DATA TO PROCESS -
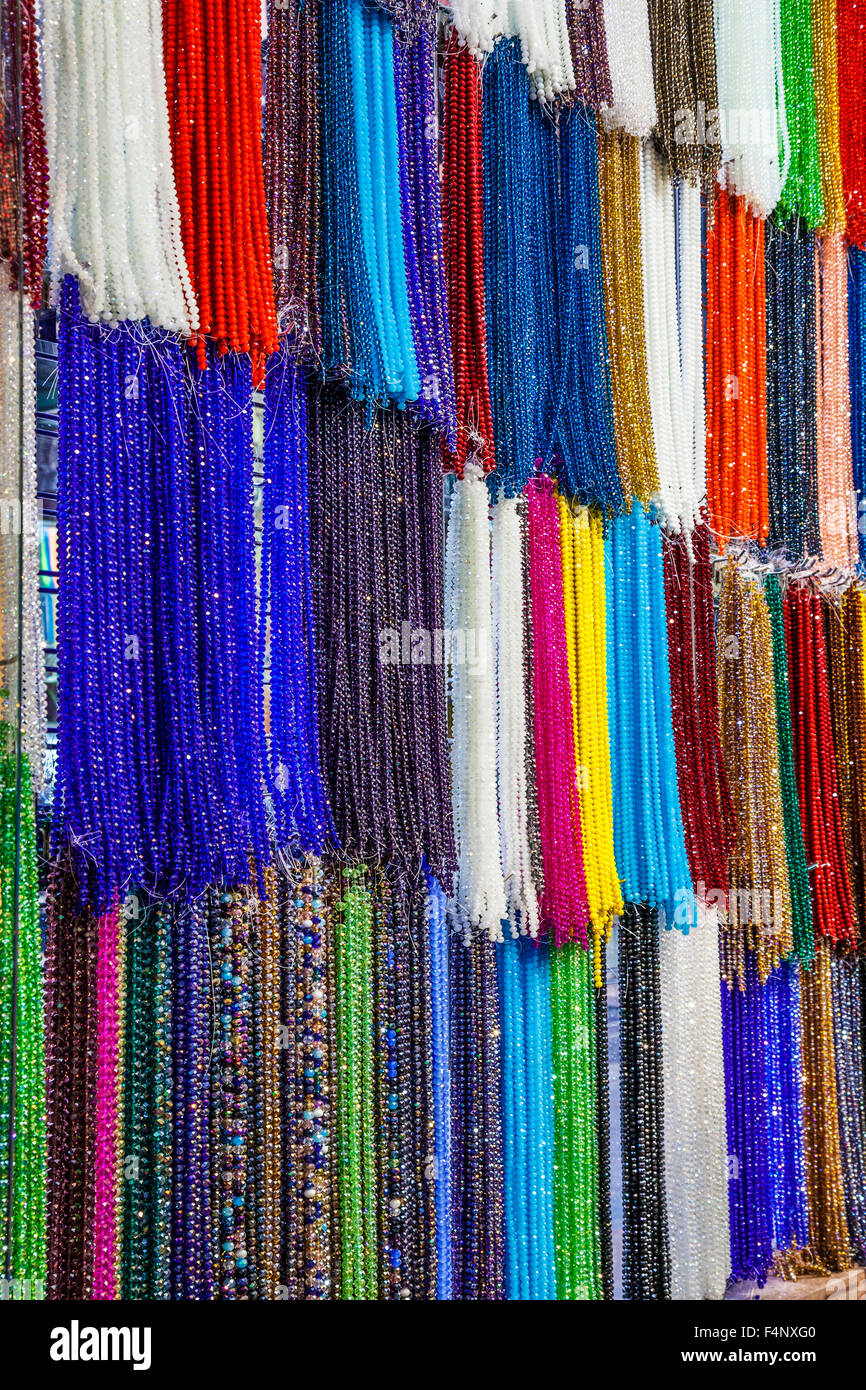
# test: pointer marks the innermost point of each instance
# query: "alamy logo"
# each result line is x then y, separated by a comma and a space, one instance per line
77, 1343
==
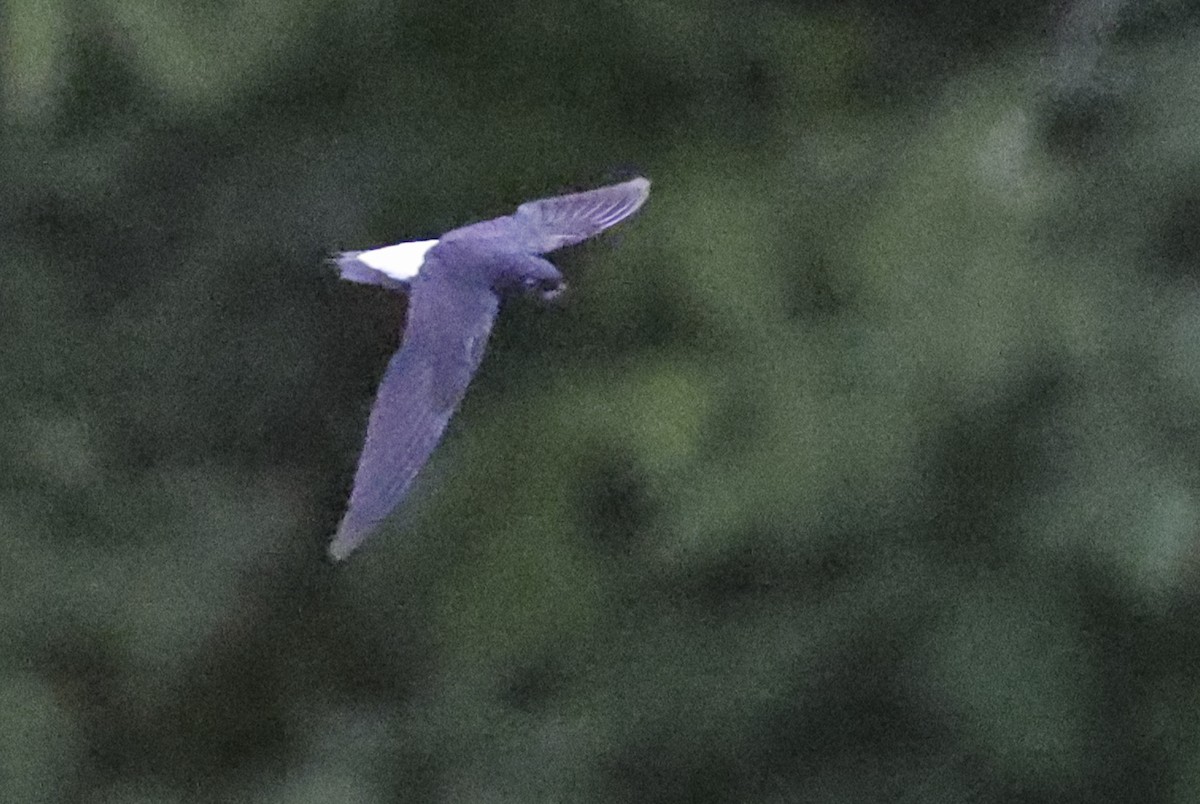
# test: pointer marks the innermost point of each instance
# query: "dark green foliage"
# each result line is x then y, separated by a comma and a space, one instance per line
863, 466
* * *
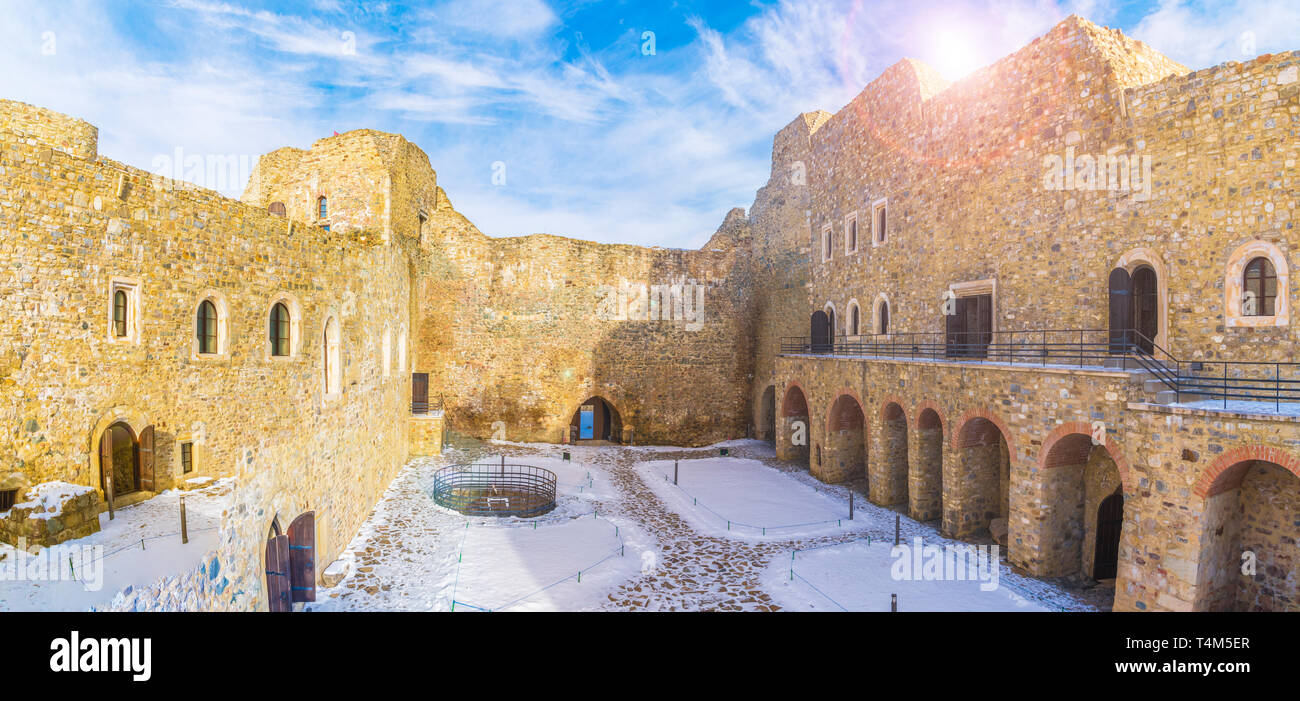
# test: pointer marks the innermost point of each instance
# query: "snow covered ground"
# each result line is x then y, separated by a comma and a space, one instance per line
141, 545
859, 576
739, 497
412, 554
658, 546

PROBLEM TO SOLVE - Pick out every line in the items above that contains the word "query".

RESPONSE -
# query: "alamy logo"
# query: "dark green foliage"
# query: "snow covered ground"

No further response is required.